• Text block:
= = = =

In my opinion there is a flaw in the package-private modifier: Since there is no keyword, it is unclear whether a missing modifier is an error on the part of the programmer, or a planned package-private modifier. If you forget to put a modifier in, you are going to cause issues for your program down the road, but you won’t know. There will be no warning from the compiler that there’s a “missing modifier“, since it is legal coding practice to leave it out. If you had wanted your class or members to be public, when you try to access them outside of the package you can’t. Even more dangerous, is when you’ve forgotten to set a private modifier and months later, your method or variable is used somewhere else, without your noticing.

On the other hand, if you intended to use the package-private modifier, you’re intentionally leaving the visibility modifier out. Another programmer might not realize this and try to “fix” your code by adding in a modifier that they assume you wanted. That’s why I recommend that if you are on purpose using the package-private modifier (which in some cases is very useful), then leave a comment denoting your intent.

Coding Example

Now that you know about visibility modifiers, let’s apply them to a coding example. First, we are going to create a new @Test method in our PersonTest class. This method will be called shouldReturnNumberOfPersons and will contain three objects of type Person named “person1”, “person2”, and “person3”.

= = = =

• Rows:
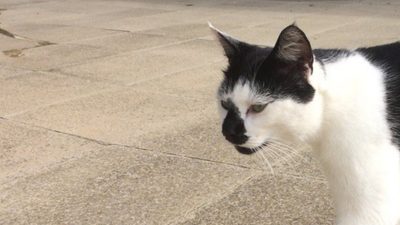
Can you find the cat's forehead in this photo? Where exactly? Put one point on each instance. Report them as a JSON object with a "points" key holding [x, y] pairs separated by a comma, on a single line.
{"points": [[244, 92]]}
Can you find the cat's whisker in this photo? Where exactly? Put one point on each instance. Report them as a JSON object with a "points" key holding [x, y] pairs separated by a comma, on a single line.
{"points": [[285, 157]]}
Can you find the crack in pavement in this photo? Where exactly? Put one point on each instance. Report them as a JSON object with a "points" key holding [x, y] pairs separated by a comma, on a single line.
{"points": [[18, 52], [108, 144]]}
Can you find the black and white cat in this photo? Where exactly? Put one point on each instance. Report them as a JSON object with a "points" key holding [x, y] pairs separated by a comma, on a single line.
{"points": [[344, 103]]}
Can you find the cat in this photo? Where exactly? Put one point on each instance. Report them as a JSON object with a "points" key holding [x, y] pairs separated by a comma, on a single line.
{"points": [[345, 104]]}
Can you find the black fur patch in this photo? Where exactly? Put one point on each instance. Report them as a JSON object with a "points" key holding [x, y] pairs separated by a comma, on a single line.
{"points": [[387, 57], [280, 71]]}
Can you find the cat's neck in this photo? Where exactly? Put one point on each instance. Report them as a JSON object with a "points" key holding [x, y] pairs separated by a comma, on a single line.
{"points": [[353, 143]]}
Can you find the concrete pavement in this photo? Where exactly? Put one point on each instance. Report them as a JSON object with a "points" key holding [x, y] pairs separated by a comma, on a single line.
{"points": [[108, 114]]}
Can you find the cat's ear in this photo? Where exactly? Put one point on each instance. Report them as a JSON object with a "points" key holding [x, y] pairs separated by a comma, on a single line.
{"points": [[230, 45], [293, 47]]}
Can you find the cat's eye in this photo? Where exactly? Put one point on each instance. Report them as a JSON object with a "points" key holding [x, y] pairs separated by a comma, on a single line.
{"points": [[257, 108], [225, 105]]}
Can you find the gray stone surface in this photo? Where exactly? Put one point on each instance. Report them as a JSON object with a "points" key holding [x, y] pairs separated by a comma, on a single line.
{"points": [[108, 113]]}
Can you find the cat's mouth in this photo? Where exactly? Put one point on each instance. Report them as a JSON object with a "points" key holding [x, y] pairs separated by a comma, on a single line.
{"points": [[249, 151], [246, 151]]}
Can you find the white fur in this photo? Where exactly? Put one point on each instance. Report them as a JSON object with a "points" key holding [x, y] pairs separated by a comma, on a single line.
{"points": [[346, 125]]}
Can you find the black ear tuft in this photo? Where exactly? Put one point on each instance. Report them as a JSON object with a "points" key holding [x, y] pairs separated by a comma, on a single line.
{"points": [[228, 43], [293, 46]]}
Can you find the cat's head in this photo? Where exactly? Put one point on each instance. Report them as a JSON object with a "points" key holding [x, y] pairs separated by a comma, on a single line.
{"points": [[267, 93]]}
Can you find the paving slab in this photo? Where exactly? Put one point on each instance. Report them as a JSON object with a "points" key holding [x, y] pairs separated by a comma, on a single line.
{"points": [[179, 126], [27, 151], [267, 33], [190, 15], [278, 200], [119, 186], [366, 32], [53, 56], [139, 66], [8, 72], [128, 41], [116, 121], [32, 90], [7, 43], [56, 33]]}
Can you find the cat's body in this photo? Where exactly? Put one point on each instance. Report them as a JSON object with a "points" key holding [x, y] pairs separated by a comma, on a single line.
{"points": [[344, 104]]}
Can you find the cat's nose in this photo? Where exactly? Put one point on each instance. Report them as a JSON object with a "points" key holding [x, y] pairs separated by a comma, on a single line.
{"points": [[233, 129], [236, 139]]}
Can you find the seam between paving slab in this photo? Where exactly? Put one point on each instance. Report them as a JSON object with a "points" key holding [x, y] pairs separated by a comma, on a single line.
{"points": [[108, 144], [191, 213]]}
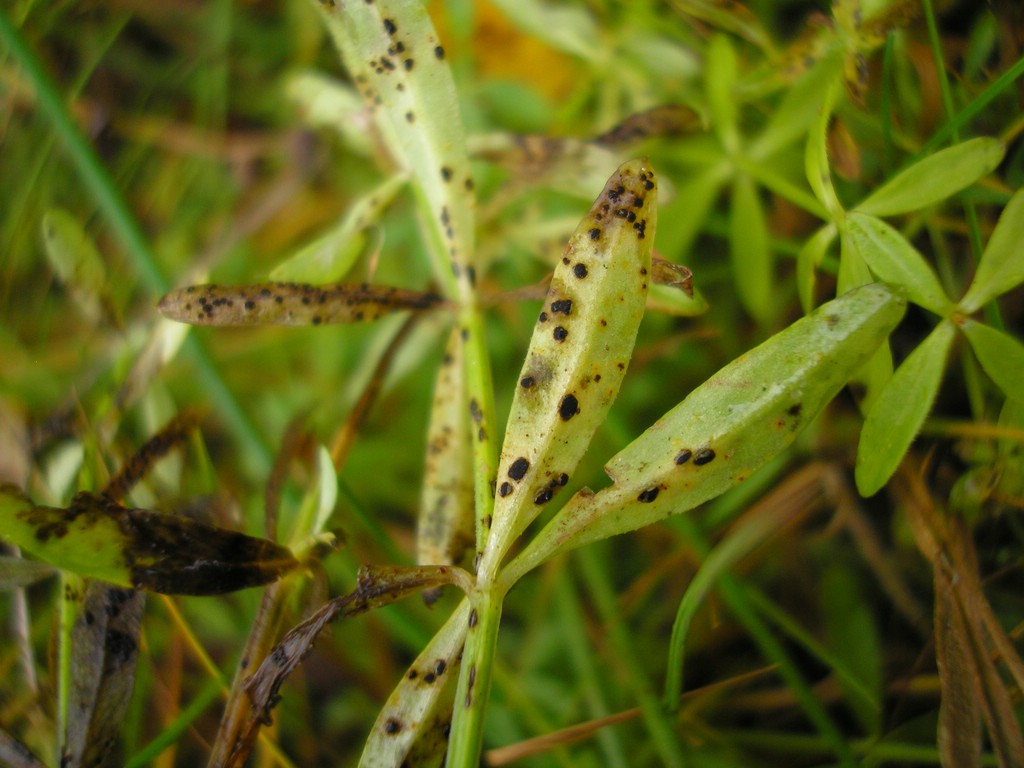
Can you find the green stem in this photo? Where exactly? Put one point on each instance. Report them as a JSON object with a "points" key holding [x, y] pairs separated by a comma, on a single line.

= = = =

• Problem statement: Could you copy out the text on the package-private modifier, beginning at the words "In my opinion" and stopping after "without your noticing.", swapping "programmer" for "developer" wherever it appears? Work only from the text on the package-private modifier, not from the records.

• Answer to the task:
In my opinion there is a flaw in the package-private modifier: Since there is no keyword, it is unclear whether a missing modifier is an error on the part of the developer, or a planned package-private modifier. If you forget to put a modifier in, you are going to cause issues for your program down the road, but you won’t know. There will be no warning from the compiler that there’s a “missing modifier“, since it is legal coding practice to leave it out. If you had wanted your class or members to be public, when you try to access them outside of the package you can’t. Even more dangerous, is when you’ve forgotten to set a private modifier and months later, your method or variable is used somewhere else, without your noticing.